:: Given passage ::

Two thousand RISE National attendees took over the Music City Center in Nashville on Monday morning, the first day of the main conference, to hear back-to-back presentations from the Office of Inspector General (OIG), Department of Justice (DOJ), and Centers for Medicare & Medicaid Services (CMS).

Inspector general on how ma plans can cultivate trust 

Inspector General Christi A. Grimm, the sixth inspector general of the U.S. Department of Health and Human Services, emphasized the need to cultivate trust through a culture of compliance.

Managed care, she said, possesses tremendous appeal but only if it delivers on its promised outcomes. In many ways, she said, it is falling short. Many seniors in Medicare Advantage (MA) plans have complained that plans are denying medically necessary care, making patients jump over unnecessary hoops, and prioritizing profit over care. “This is not the word of mouth you are looking for,” she said.

She said prior authorization and risk adjustment are examples of where plans are falling short. Prior authorization is not working as intended, Grimm said, adding that more than 10 percent of prior authorization denials were for care requests that did meet Medicare coverage rules. OIG audits reveal that plans often submit claims with potentially inaccurate diagnoses and in some cases, purposeful upcoding, leading to overpayments.

:: Provided information ::
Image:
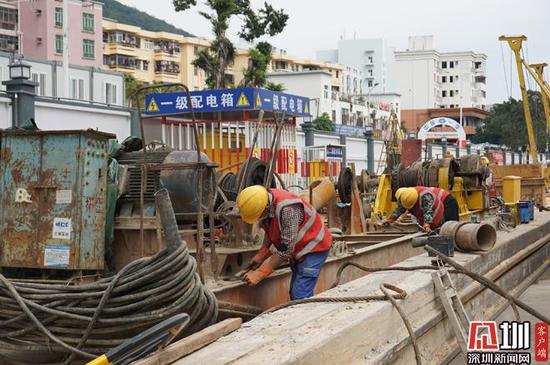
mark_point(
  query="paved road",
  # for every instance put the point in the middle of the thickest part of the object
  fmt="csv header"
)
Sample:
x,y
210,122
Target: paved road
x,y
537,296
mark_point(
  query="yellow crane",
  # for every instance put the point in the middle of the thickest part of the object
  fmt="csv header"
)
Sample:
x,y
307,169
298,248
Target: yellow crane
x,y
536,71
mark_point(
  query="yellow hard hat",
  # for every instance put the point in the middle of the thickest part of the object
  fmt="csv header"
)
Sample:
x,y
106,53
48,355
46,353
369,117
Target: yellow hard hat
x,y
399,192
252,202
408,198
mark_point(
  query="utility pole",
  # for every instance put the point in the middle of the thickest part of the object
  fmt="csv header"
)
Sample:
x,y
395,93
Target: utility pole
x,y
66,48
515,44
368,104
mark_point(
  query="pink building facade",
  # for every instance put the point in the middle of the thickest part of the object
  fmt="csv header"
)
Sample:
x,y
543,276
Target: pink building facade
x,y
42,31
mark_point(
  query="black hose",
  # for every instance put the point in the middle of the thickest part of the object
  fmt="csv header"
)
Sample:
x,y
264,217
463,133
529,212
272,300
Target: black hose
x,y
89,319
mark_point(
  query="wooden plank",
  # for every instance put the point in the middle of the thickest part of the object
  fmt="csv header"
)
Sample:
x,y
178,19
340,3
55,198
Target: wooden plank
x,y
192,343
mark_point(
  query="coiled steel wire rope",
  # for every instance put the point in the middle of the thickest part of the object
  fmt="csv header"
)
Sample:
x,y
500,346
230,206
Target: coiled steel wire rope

:: Instructions for the task ::
Edit the conference report, writing it out from "Inspector General Christi" up to and including "culture of compliance." with "culture of compliance" changed to "culture of accountability". You can do what follows without the records.

:: Solution to this task ::
Inspector General Christi A. Grimm, the sixth inspector general of the U.S. Department of Health and Human Services, emphasized the need to cultivate trust through a culture of accountability.